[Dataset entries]
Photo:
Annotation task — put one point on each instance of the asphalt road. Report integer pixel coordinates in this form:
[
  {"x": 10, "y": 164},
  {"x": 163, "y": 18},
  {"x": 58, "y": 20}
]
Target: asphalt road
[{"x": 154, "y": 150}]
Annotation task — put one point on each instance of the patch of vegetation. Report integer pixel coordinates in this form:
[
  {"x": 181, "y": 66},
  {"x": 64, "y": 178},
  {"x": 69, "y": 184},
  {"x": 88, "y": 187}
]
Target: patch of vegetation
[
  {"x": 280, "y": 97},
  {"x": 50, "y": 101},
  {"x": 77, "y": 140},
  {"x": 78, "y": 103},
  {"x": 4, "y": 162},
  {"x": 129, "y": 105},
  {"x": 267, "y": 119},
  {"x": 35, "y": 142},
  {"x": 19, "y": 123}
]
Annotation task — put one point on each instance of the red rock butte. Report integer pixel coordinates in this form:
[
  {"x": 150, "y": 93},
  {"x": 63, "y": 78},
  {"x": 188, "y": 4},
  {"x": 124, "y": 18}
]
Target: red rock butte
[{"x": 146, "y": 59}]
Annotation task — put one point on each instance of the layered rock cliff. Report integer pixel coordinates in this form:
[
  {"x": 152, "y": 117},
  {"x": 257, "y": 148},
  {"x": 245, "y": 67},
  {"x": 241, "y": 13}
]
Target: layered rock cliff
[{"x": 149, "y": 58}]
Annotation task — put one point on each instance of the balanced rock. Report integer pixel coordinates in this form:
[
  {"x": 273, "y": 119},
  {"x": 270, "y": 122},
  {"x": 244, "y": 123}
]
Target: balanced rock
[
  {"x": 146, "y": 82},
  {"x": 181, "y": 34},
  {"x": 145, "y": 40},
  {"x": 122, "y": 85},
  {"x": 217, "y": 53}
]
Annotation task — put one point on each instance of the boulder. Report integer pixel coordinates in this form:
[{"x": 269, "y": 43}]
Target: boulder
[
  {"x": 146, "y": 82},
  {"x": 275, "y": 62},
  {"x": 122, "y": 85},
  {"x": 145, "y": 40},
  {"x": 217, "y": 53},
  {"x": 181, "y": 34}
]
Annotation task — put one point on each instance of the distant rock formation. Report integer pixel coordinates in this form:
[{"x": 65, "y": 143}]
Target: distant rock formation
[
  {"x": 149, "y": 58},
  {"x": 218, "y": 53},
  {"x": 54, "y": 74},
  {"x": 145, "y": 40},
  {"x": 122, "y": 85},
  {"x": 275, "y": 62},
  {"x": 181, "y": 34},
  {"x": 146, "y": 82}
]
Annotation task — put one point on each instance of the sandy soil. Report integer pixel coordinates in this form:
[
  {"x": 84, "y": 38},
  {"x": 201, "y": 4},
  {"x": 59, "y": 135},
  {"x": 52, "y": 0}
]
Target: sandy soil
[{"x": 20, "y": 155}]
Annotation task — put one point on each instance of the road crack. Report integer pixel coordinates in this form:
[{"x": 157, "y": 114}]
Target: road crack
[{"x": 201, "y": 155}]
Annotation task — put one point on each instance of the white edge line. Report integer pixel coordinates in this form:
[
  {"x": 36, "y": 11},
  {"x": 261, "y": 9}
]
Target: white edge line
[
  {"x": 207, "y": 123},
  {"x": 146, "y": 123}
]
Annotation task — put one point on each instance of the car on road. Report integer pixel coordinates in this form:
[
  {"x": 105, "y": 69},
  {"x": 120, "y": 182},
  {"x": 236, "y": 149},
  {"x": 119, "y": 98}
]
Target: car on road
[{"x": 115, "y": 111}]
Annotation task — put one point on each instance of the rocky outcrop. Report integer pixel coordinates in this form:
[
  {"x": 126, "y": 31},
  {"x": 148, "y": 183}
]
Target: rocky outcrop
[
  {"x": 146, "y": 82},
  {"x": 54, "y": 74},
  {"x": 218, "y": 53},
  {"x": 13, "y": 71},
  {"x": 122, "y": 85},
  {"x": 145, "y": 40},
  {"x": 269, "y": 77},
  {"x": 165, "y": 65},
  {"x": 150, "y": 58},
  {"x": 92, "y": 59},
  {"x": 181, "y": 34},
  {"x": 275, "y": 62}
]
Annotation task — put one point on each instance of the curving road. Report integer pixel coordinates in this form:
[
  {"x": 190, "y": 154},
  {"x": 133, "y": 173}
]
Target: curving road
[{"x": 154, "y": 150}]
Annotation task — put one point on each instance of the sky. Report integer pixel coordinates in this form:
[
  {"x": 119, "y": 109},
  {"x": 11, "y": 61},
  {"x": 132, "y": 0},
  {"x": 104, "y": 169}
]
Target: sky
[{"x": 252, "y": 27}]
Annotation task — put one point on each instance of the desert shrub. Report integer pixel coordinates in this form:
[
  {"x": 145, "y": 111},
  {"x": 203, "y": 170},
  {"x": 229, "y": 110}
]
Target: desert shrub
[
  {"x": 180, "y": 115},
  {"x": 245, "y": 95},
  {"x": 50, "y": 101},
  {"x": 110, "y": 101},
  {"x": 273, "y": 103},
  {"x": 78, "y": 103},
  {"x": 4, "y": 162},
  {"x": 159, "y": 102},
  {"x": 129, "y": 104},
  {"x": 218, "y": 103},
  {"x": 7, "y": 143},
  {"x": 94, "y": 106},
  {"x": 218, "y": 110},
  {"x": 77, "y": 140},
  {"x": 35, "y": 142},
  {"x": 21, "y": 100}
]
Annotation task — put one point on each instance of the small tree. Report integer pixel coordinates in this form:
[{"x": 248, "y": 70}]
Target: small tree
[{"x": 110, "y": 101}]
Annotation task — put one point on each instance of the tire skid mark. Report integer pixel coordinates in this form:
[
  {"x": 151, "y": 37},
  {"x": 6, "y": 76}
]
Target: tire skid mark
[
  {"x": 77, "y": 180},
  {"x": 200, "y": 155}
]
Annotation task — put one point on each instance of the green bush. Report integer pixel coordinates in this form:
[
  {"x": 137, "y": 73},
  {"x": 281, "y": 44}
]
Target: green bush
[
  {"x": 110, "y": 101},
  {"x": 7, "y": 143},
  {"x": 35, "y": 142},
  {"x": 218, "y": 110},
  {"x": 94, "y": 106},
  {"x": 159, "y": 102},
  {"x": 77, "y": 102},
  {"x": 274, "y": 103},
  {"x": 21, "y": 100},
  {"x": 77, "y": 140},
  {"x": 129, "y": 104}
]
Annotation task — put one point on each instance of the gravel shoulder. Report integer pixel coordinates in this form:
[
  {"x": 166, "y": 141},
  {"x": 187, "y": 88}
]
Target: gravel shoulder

Your assignment –
Out of the records, collect only those lines that contain the string "shoulder".

Reply –
Annotation task — put one point on each instance of the gravel shoulder. Report integer pixel coordinates in this form:
Target: gravel shoulder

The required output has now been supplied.